**Task data**
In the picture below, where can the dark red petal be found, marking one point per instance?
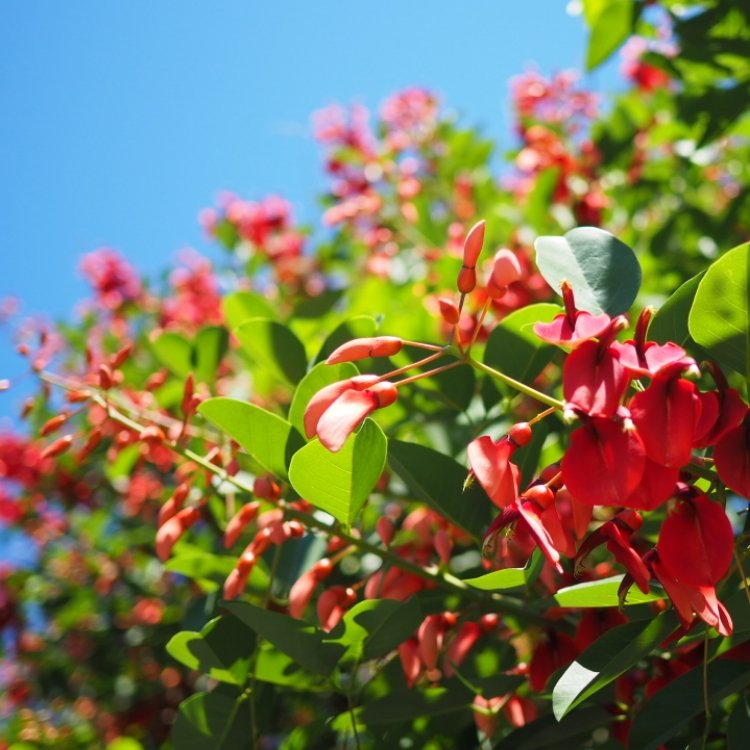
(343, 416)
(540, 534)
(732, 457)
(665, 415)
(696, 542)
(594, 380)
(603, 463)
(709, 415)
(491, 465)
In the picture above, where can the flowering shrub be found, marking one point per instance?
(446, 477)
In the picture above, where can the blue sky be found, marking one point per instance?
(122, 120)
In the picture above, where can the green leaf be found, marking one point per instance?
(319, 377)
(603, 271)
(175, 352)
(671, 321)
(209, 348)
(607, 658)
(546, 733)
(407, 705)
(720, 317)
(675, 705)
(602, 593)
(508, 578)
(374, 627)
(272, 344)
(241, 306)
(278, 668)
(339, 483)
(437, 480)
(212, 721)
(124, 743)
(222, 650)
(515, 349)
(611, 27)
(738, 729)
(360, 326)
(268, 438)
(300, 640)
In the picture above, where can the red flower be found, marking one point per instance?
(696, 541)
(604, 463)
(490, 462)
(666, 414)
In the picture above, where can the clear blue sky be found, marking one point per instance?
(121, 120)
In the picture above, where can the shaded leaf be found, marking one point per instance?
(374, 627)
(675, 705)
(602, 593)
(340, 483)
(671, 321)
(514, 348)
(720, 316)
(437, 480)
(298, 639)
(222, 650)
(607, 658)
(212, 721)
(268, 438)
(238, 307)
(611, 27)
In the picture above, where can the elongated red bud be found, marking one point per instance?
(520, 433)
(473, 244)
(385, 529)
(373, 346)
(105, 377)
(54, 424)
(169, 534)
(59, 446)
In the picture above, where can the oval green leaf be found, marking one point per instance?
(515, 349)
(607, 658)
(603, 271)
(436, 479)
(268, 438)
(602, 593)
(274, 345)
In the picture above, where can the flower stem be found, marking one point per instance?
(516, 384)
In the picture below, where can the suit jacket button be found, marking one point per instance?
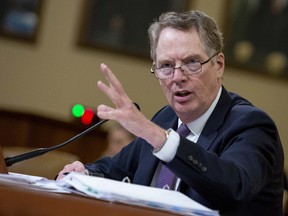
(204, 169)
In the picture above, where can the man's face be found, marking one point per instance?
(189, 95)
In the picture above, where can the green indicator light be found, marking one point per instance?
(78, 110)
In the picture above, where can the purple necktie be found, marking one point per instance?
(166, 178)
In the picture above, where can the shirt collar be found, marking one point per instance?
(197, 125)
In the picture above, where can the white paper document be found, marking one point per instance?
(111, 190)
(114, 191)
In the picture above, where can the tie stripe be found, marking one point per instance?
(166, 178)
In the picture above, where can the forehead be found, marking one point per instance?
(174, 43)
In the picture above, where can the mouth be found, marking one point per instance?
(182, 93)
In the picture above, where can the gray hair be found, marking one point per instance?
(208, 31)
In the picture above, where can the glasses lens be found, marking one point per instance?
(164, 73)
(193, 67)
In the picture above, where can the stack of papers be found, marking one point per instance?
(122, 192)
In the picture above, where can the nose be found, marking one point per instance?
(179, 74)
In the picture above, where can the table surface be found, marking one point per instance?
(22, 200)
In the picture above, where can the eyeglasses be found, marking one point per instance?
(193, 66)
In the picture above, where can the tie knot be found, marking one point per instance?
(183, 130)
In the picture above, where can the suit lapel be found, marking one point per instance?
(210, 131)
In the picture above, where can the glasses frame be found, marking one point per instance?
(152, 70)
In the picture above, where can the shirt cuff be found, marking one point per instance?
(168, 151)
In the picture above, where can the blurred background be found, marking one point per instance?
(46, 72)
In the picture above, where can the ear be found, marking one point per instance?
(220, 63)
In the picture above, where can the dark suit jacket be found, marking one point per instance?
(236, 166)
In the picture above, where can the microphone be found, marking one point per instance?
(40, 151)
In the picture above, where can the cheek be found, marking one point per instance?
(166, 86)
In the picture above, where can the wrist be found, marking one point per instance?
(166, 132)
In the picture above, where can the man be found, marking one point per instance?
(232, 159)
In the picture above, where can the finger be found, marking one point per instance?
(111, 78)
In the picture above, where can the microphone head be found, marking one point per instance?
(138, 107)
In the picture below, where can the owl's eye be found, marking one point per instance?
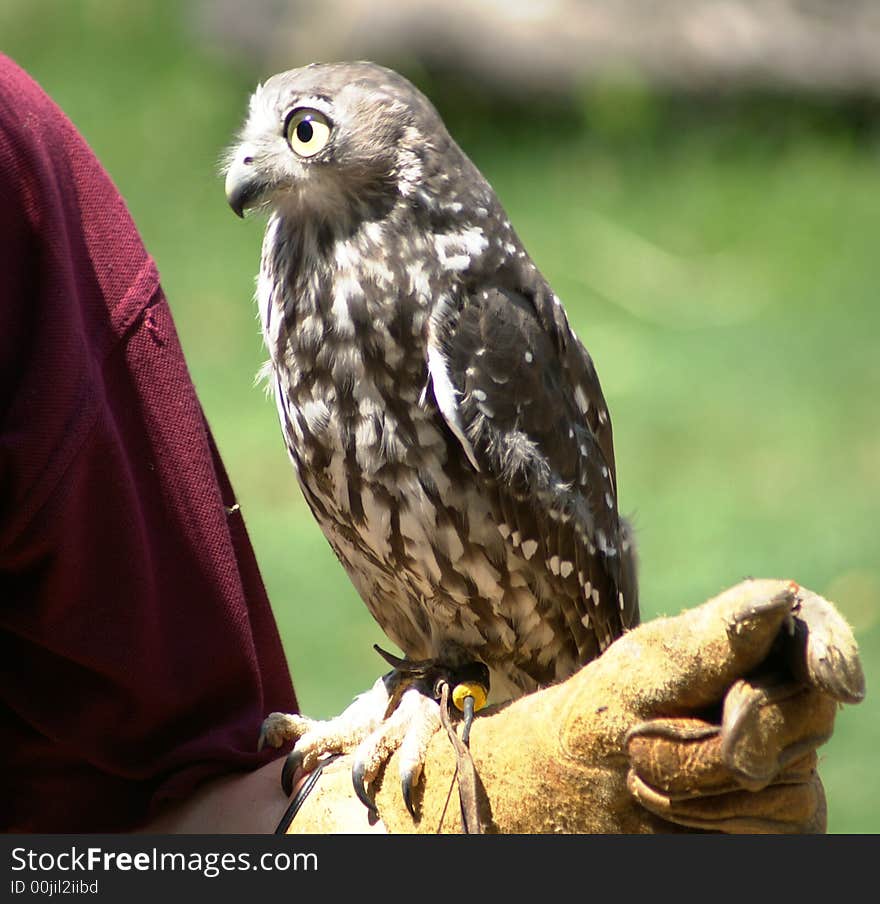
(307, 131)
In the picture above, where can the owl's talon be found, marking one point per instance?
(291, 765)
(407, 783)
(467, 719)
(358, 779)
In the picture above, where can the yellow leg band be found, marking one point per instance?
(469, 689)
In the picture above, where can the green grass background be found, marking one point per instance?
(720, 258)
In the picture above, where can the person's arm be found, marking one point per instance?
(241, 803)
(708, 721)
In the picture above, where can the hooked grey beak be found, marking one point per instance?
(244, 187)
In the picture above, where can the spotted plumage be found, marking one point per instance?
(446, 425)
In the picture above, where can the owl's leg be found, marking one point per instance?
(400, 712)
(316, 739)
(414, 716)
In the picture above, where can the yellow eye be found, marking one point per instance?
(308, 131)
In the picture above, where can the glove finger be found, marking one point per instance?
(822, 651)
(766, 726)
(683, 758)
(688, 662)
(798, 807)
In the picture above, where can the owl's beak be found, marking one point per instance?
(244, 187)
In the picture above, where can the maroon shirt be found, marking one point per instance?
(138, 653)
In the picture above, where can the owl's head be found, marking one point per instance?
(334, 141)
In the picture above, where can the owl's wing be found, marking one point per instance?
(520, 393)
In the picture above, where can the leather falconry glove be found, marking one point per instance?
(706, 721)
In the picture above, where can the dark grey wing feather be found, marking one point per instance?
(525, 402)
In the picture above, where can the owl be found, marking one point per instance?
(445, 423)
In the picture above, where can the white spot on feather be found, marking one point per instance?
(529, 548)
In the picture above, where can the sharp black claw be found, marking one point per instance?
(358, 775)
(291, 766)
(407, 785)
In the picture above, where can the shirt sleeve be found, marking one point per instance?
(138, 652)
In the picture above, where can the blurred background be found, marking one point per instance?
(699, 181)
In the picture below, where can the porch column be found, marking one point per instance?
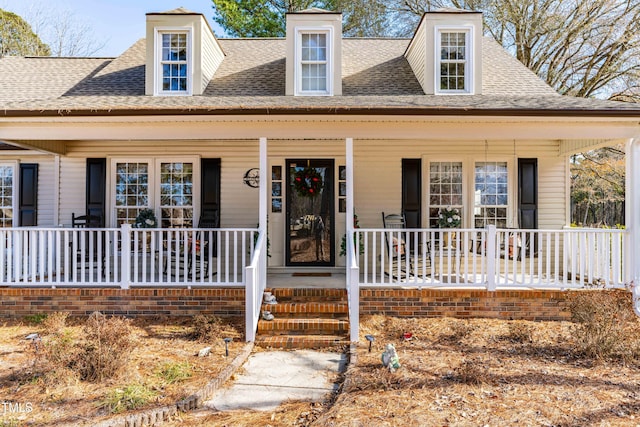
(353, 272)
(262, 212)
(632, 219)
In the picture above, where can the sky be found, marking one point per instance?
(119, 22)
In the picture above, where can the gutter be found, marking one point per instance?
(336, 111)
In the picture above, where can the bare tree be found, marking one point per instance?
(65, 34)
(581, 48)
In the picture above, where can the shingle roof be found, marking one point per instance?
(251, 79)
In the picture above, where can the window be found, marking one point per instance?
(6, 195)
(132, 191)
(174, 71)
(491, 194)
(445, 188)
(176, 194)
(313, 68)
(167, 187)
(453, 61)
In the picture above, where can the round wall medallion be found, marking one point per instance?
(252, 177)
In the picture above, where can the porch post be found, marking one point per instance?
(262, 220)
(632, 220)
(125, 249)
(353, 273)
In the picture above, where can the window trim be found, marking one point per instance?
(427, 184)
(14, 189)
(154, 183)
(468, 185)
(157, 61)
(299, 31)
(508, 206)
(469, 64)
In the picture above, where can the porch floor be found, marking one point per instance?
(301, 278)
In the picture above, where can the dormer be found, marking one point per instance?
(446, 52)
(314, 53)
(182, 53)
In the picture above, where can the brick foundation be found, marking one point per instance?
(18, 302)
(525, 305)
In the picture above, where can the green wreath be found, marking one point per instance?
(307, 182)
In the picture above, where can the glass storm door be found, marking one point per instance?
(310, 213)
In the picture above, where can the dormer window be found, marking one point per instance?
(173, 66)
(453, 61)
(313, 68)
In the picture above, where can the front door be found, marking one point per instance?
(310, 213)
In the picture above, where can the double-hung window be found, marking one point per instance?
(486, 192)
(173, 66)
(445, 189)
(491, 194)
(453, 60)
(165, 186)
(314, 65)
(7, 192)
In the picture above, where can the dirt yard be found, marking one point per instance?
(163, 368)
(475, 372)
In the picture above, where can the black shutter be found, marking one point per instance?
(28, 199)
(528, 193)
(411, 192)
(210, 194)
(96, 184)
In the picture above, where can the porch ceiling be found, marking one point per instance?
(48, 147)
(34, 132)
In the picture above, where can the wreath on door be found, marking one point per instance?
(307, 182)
...
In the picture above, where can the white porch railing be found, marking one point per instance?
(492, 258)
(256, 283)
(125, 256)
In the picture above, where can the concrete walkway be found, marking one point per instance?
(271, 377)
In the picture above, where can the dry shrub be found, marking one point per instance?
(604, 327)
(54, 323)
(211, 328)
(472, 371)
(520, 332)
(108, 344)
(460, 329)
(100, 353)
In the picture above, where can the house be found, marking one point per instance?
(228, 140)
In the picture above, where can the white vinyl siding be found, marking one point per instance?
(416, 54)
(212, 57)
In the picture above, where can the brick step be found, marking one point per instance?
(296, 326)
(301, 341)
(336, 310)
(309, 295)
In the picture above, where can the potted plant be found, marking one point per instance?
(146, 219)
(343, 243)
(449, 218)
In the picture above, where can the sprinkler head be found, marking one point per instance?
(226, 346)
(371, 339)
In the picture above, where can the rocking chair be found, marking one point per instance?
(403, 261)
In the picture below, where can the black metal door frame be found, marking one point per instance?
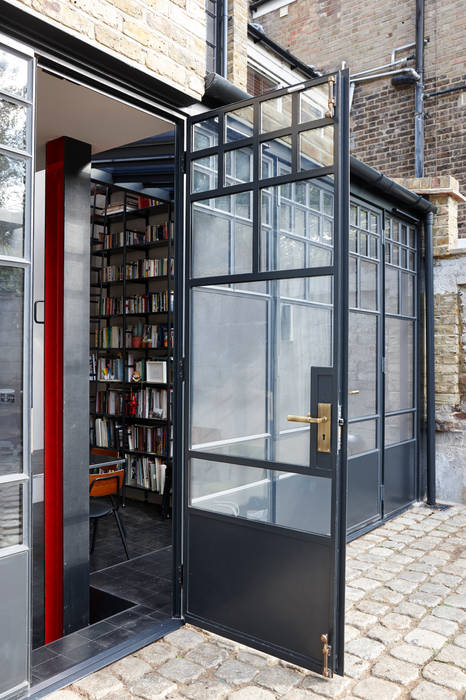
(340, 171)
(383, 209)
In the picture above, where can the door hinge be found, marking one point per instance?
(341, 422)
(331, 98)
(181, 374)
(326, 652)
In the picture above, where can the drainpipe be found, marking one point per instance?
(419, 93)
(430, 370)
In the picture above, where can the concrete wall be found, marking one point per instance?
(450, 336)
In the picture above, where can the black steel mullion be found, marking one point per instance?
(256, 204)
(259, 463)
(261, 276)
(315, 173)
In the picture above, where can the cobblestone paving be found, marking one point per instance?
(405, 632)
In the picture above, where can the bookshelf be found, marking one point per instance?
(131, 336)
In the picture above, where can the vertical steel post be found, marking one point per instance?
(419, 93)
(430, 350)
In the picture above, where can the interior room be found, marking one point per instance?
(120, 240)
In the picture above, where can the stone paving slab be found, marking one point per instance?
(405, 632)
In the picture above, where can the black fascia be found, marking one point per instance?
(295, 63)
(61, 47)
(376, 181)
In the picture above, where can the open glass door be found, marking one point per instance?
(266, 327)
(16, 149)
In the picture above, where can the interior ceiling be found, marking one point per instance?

**Exercise instructions**
The result should be an exact copy of only the lines above from the one that holds "In the picture above, where can the rocking" through the one that holds "In the picture above, where can the interior ceiling", both ends included, without pictures.

**Answer to this exercise**
In the picture above, where can the rocking chair be found, marking one point per instance?
(403, 261)
In the picture below, where can the black metal door frame be found, marking one point per instance?
(340, 171)
(383, 209)
In the picture above, where can the door hinge be found, marking one point per instance?
(341, 422)
(331, 98)
(181, 374)
(326, 652)
In the picture above, where can the drainpipe be found, marking one point per instance?
(419, 93)
(430, 370)
In the picture above, where can the concrete wall be found, marking one point per instance?
(450, 336)
In the picture above, where can the black steel mullion be found, marking one point per instance?
(256, 204)
(259, 463)
(261, 276)
(315, 173)
In the picture above, where can the cobblestone paving be found, marking one point per instance?
(405, 632)
In the picture above, where can the bookshelf be found, marking one point per instance?
(131, 336)
In the picture above, where can the vertical steel post be found, marking one point per instance?
(419, 93)
(430, 350)
In the picture above, where can the interior room be found, marking one point per instance?
(120, 240)
In the picture above, where can the stone paving slab be found, marking one point per instance?
(405, 632)
In the picture above, where can the black fascia be found, marking one point per instance?
(295, 63)
(61, 47)
(376, 181)
In the picture above, where can the open glass door be found, marking one point per instance?
(266, 327)
(16, 149)
In the picture above, where can the interior ceiling be found, marking one point per instance?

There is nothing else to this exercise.